(Natural language region descriptions)
++++++++++++++++++++
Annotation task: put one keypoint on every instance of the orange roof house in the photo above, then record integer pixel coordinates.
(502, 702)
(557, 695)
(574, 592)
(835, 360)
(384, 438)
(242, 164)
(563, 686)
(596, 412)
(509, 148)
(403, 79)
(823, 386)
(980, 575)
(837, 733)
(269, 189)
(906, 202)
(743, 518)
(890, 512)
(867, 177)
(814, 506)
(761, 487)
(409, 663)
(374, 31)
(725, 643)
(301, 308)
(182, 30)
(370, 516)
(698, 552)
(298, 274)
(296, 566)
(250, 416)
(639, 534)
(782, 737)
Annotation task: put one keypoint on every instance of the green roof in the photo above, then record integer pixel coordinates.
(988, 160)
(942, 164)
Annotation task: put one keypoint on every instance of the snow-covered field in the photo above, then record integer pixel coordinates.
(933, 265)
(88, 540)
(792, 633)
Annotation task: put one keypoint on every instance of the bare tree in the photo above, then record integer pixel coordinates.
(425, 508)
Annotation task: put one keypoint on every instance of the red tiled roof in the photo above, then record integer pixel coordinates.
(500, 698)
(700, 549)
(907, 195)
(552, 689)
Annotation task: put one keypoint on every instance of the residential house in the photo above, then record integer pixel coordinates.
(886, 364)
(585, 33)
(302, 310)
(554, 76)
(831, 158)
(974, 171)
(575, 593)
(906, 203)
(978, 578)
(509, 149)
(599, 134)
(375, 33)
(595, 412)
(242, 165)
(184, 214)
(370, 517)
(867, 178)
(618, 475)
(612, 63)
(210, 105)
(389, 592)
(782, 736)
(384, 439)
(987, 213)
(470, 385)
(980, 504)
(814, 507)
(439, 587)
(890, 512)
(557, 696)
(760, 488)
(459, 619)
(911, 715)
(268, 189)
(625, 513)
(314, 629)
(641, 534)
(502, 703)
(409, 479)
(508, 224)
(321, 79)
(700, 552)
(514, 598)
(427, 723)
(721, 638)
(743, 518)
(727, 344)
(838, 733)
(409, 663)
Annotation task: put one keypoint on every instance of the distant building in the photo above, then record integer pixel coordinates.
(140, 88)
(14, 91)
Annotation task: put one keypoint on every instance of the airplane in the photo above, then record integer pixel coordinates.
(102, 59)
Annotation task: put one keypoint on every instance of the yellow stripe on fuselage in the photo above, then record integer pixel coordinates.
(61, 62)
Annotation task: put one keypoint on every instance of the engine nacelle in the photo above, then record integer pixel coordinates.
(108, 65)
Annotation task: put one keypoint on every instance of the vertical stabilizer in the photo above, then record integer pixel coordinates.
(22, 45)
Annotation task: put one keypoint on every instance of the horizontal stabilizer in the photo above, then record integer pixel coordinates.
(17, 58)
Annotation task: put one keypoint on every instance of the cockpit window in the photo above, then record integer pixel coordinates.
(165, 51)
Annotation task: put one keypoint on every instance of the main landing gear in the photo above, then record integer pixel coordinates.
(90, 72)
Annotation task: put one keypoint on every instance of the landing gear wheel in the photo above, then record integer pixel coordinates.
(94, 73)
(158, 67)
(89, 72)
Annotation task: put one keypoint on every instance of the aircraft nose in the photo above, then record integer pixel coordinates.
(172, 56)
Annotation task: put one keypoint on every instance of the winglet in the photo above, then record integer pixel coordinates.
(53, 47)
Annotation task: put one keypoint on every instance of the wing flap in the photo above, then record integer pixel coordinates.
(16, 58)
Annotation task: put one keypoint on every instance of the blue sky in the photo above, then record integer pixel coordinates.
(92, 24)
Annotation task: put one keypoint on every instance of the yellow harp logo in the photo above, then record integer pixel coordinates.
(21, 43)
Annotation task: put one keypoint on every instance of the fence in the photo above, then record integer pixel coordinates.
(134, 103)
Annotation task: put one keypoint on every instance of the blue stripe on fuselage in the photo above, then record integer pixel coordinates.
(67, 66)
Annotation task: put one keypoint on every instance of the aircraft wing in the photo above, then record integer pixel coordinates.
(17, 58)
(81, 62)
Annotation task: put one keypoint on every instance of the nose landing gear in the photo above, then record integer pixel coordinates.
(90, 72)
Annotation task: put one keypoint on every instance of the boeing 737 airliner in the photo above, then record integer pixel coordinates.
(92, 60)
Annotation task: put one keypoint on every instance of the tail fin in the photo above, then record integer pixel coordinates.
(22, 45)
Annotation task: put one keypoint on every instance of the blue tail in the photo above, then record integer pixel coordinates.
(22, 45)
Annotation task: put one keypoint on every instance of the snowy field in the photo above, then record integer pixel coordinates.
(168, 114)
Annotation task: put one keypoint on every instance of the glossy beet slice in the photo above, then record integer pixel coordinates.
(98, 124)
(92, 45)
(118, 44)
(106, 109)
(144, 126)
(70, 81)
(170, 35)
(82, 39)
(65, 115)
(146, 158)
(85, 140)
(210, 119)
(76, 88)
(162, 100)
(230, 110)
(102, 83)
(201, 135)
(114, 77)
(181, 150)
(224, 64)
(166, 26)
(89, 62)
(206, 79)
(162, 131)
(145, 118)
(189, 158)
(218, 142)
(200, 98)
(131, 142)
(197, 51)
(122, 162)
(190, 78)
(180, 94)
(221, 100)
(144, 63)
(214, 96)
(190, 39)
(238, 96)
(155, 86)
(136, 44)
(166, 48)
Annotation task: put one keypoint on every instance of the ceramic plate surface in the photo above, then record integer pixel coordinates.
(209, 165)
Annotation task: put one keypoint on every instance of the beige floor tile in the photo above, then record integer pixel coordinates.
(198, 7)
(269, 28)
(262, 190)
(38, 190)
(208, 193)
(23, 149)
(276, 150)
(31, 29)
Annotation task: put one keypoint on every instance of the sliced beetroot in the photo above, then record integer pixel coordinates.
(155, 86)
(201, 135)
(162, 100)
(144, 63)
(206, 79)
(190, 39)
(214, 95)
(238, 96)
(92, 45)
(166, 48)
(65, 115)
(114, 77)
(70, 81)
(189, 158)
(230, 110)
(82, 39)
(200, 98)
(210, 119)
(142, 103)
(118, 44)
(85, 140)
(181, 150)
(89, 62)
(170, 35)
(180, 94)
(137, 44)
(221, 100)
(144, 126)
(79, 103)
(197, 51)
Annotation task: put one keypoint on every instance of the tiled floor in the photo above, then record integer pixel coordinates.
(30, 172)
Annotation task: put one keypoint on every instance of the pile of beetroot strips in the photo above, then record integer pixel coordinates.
++++++++++++++++++++
Give the records again, exactly as they appear.

Annotation task: put one keypoint on every instance of the orange roof house in the photo above, then record integer pixel coordinates.
(502, 702)
(557, 695)
(574, 592)
(835, 360)
(384, 438)
(242, 164)
(563, 686)
(596, 412)
(509, 148)
(403, 79)
(823, 386)
(980, 575)
(837, 733)
(269, 189)
(906, 202)
(743, 518)
(890, 512)
(867, 177)
(814, 506)
(761, 487)
(409, 663)
(374, 31)
(725, 643)
(301, 308)
(182, 30)
(370, 516)
(698, 552)
(298, 274)
(296, 566)
(250, 416)
(639, 534)
(782, 737)
Annotation task: put one keypoint on every instance of the green roof in the photo above, then record integer pixel coordinates.
(988, 160)
(942, 164)
Annotation task: put one keypoint on every instance of the snow-covered field in the photo above, then record integer pixel coordinates.
(933, 265)
(88, 540)
(792, 633)
Annotation task: put one keypoint on every instance of the bare tree in the photo above, then record integer pixel coordinates.
(425, 508)
Annotation task: put one keypoint on every instance of the red tiled roof in the photo above, then record integer pixel coordinates.
(500, 698)
(700, 549)
(907, 195)
(552, 689)
Annotation task: put one keypoint on every instance of the residential house in the photo above, then record integer pixel coordinates.
(886, 364)
(585, 33)
(302, 310)
(554, 76)
(831, 158)
(974, 171)
(575, 593)
(906, 203)
(978, 578)
(509, 149)
(599, 134)
(375, 33)
(595, 412)
(242, 165)
(184, 214)
(370, 517)
(867, 178)
(618, 475)
(612, 63)
(210, 105)
(389, 592)
(782, 736)
(384, 439)
(987, 213)
(470, 385)
(980, 504)
(814, 507)
(439, 587)
(890, 512)
(557, 696)
(760, 488)
(459, 619)
(911, 715)
(268, 189)
(625, 513)
(314, 629)
(641, 534)
(502, 703)
(409, 479)
(508, 224)
(321, 79)
(700, 552)
(514, 598)
(427, 723)
(721, 638)
(743, 518)
(727, 344)
(838, 733)
(409, 663)
Annotation task: put one keypoint on every instance of the distant building in the photo above, then record integer pixel coordinates.
(140, 88)
(14, 91)
Annotation task: put one keypoint on every instance of the airplane in the photo above, then record integer pixel coordinates.
(102, 59)
Annotation task: put one keypoint on every instance of the yellow stripe on fuselage in the photo above, then record integer pixel coordinates.
(61, 62)
Annotation task: put one keypoint on every instance of the engine nacelle in the photo above, then record integer pixel coordinates.
(108, 65)
Annotation task: put one keypoint on every instance of the vertical stabilizer in the photo above, then record integer pixel coordinates.
(22, 45)
Annotation task: put one keypoint on every instance of the horizontal stabilizer in the photo above, then record integer pixel coordinates.
(17, 58)
Annotation task: put one keypoint on every instance of the cockpit window in the photo above, then record integer pixel coordinates.
(165, 51)
Annotation task: put one keypoint on every instance of the main landing gear in the photo above, then record integer pixel coordinates.
(90, 72)
Annotation task: put one keypoint on every instance of the landing gear wheel in the photo above, then record integer pixel coordinates.
(94, 73)
(158, 67)
(89, 72)
Annotation task: put one keypoint on every instance of the aircraft nose in the photo above, then record integer pixel coordinates.
(172, 56)
Annotation task: put one keypoint on every instance of the winglet in the photo above, then record integer pixel coordinates.
(53, 47)
Annotation task: put one keypoint on every instance of the wing flap in the photo above, then record integer pixel coordinates.
(16, 58)
Annotation task: put one keypoint on every instance of the blue sky in the photo above, then record integer pixel coordinates.
(92, 24)
Annotation task: put one keypoint on every instance of the yellow harp logo in the photo above, then record integer pixel coordinates.
(21, 43)
Annotation task: put one keypoint on every instance of the fence in the photo above, then record integer pixel coordinates.
(134, 103)
Annotation task: put one keypoint on every instance of the blue stripe on fuselage in the photo above, then record integer pixel coordinates.
(67, 66)
Annotation task: put one keypoint on every instance of the aircraft wing in the photo above, then record integer pixel coordinates.
(17, 58)
(81, 62)
Annotation task: put one keypoint on every instance of the nose landing gear in the photo above, then record integer pixel coordinates.
(90, 72)
Annotation task: put one keypoint on every instance of the boeing 737 airliner in the photo above, then record integer pixel coordinates.
(92, 60)
Annotation task: put one keypoint on every instance of the tail fin in the photo above, then record integer pixel coordinates.
(22, 45)
Annotation task: put one keypoint on every instance of the blue tail in the photo above, then record integer pixel coordinates.
(22, 45)
Annotation task: put one keypoint on every instance of the snowy field in the photo above, then record integer pixel coordinates.
(168, 114)
Annotation task: put one keypoint on every instance of the glossy beet slice in the photo above, then record integer pixel coordinates.
(98, 124)
(92, 45)
(118, 44)
(106, 109)
(144, 126)
(70, 81)
(170, 35)
(82, 39)
(65, 115)
(146, 158)
(85, 140)
(210, 119)
(76, 88)
(162, 100)
(230, 110)
(102, 83)
(201, 135)
(114, 77)
(181, 150)
(224, 64)
(166, 26)
(89, 62)
(206, 79)
(162, 131)
(145, 118)
(189, 158)
(218, 142)
(200, 98)
(131, 142)
(197, 51)
(122, 162)
(190, 78)
(180, 94)
(221, 100)
(144, 63)
(214, 96)
(190, 39)
(238, 96)
(155, 86)
(136, 44)
(166, 48)
Annotation task: put one keypoint on every instance of the ceramic plate surface in the photo above, then record integer pixel coordinates.
(209, 165)
Annotation task: put one keypoint on every instance of the beige floor tile in the photo above, then record integer pixel coordinates.
(198, 7)
(269, 28)
(262, 190)
(38, 190)
(208, 193)
(23, 149)
(276, 150)
(31, 29)
Annotation task: put one keypoint on every instance of the sliced beetroot in the photo above, then record integer pixel coordinates.
(155, 86)
(201, 135)
(162, 100)
(144, 63)
(206, 79)
(190, 39)
(214, 95)
(238, 96)
(92, 45)
(166, 48)
(65, 115)
(114, 77)
(70, 81)
(189, 158)
(230, 110)
(82, 39)
(200, 98)
(210, 119)
(142, 103)
(118, 44)
(85, 140)
(181, 150)
(89, 62)
(170, 35)
(180, 94)
(137, 44)
(221, 100)
(144, 126)
(79, 103)
(197, 51)
Annotation task: put one keypoint on every instance of the tiled floor in the photo above, then record integer pixel coordinates.
(30, 172)
Annotation task: put one keypoint on every instance of the pile of beetroot strips in the photo above, then record integer pixel coordinates.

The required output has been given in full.